### Exercise objective
All records below must be retyped exactly.
>>>
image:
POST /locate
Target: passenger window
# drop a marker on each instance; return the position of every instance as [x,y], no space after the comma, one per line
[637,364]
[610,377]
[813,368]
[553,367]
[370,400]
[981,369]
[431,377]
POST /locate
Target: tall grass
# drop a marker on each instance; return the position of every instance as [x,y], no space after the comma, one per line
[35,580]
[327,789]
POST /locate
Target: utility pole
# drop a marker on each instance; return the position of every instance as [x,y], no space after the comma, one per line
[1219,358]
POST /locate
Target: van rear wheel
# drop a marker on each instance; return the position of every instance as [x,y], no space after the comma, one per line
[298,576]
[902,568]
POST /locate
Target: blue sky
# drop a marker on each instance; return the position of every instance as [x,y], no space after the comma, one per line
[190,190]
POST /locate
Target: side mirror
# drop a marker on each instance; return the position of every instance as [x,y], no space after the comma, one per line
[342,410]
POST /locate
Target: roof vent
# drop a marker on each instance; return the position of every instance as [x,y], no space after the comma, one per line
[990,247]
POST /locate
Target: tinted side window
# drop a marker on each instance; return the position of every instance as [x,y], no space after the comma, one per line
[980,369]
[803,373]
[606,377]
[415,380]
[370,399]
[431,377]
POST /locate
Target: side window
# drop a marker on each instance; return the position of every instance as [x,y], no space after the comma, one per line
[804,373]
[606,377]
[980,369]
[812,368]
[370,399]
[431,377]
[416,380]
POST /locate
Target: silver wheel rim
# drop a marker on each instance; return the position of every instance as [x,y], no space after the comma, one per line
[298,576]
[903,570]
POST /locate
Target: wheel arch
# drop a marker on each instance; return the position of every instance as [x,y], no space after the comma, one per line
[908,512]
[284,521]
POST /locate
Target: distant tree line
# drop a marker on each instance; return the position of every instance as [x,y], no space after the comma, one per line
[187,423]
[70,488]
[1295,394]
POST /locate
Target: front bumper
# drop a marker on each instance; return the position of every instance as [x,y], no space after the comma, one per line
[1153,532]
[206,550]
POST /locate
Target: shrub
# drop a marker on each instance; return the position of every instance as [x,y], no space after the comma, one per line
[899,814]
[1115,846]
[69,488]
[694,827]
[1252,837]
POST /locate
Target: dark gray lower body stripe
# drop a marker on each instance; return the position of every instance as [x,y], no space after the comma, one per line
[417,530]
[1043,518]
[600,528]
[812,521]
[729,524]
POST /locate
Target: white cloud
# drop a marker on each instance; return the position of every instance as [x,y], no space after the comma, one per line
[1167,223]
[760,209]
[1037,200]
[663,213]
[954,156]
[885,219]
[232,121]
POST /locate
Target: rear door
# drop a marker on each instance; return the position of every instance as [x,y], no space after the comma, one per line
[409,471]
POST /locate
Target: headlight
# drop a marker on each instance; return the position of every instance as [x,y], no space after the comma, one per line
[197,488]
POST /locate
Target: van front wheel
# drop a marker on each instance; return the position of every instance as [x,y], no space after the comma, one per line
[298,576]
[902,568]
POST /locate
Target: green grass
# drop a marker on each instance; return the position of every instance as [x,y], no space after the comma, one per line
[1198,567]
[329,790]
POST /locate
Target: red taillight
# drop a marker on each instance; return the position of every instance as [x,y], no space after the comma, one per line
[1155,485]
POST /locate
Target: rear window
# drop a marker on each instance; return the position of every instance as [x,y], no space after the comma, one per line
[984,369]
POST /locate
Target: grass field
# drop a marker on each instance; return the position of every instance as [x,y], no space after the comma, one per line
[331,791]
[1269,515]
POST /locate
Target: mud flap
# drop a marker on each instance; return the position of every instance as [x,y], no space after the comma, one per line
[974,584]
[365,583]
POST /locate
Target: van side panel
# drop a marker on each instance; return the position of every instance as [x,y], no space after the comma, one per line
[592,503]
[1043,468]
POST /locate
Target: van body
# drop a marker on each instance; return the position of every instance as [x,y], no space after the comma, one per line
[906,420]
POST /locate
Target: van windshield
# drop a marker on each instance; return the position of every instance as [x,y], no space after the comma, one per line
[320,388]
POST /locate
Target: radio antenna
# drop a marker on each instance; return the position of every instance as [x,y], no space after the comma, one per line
<<<
### Answer to the problem
image:
POST /locate
Target: passenger window
# drop a marker on each instance; return the position of every instance as [x,y], no space after the comma, one per line
[637,364]
[610,377]
[813,368]
[553,367]
[370,400]
[981,369]
[431,377]
POST /locate
Target: tall grass
# drop a marker on each instance; return the position of every instance as [x,y], no space after the comma, one per line
[35,580]
[327,789]
POST /locate
Target: utility pole
# drop a marker on each instance; return the position of every instance as [x,y], no space after the comma, one per line
[1219,358]
POST /locate
Target: van rear wheel
# drop a marker on each instance; return the position of every instance as [x,y], no space after the comma, one per line
[298,576]
[902,568]
POST /locate
Target: blue sky
# drop a marker on each instance; return the position of every instance as [x,y], no space after the comma, one per line
[190,190]
POST /locate
Target: side mirror
# drop a marker on each instance; return the position of every instance as [x,y], no space after the comma, one per line
[342,410]
POST /locate
Target: roof vent
# drop a marker on each instance; return the position of every instance as [x,y], no space after the comma, one per line
[990,247]
POST /locate
Target: tinted side window
# drop a marker on each instance; return the position of every instance as [x,y], no space after the comma, one per line
[980,369]
[803,373]
[606,377]
[415,380]
[370,399]
[431,377]
POST /locate
Target: side window
# drop a marker on each instance; return the position of every instance as [x,y], no space after the comma, one per line
[804,373]
[606,377]
[980,369]
[812,368]
[370,399]
[431,377]
[416,380]
POST /locate
Target: silver wheel rim
# drop a marker on each instance; return the position of every instance as [x,y], no space after the comma, one per line
[298,576]
[903,570]
POST /locate
Target: wheel arch
# drop a marker on each instance; return the position of every instance as [x,y], no space after the comma, one per line
[908,512]
[284,521]
POST /locate
Target: distant tree line
# drop a marker on each instance; return the position of every instance as [x,y], no space after the comma, one per line
[187,423]
[70,488]
[1295,394]
POST /locate
Target: front bumper
# drop a marker on each instance; return the position of every instance as [x,y], no space after the comma, one per line
[1153,532]
[206,550]
POST /locate
Target: shrub
# drop a marker on each instance; return the position of every instance as [x,y], no space after the comma, one per line
[899,814]
[1115,846]
[69,488]
[694,827]
[1252,837]
POST /locate
Target: dark gray lower body stripe
# drop a marker on each instance; return the position of every instance as [x,y], no space after the comma, one per line
[417,530]
[1043,518]
[600,528]
[812,521]
[729,524]
POST /locate
Target: white cloud
# drop a marker on each instance; return the position of every instance as [x,y], no space after the comma, one per line
[1167,223]
[760,209]
[1037,200]
[663,213]
[954,156]
[885,219]
[232,121]
POST /locate
Target: rear door
# drop a marker on each instance; return the position of every instance as [x,y], no space after the comma, one per line
[409,471]
POST /locate
Target: headlight
# drop a marker on each instance; return the position of every instance as [x,y], no space after the comma, one per line
[197,488]
POST /locate
Target: van front wheel
# drop a marker on each instance; return the position of every instance as [x,y], no space after the comma, one per line
[298,576]
[902,568]
POST /locate
Target: green grass
# drop a marker on each instance; return the position of every instance as [x,y], no space after the comma, one per line
[1198,567]
[329,790]
POST /locate
Target: red taillight
# drop a marker on each instance; return the position of every instance as [x,y], no space after the comma, one per line
[1155,485]
POST /locate
Target: rear window
# drop a marker on each instance; return the position of every instance as [x,y], no space after the comma, one per line
[984,369]
POST /locate
Target: grass field
# drop a marker on each instance; return the position of every instance as [x,y], no space after the comma, one per line
[331,791]
[1269,515]
POST /locate
Target: mud flap
# drop a marker on each instance; return the position of every instance as [x,y], no space after the comma, one per line
[974,584]
[365,583]
POST /locate
Target: van side panel
# drop a marker on each instance; return the position of every instance as [x,y], no space after the comma, one per line
[592,503]
[1043,468]
POST /locate
Target: van body
# drop a marker on each instance; return the position of every instance as [x,y], no space after the comma, one per line
[906,420]
POST /locate
Target: van windshield
# drop a marker on each instance; return the position of every instance as [x,y], no space after the comma, one per line
[320,388]
POST /locate
Target: radio antenna
# drop a marker on each instance; return the position of every instance as [x,y], no space after the comma, one per line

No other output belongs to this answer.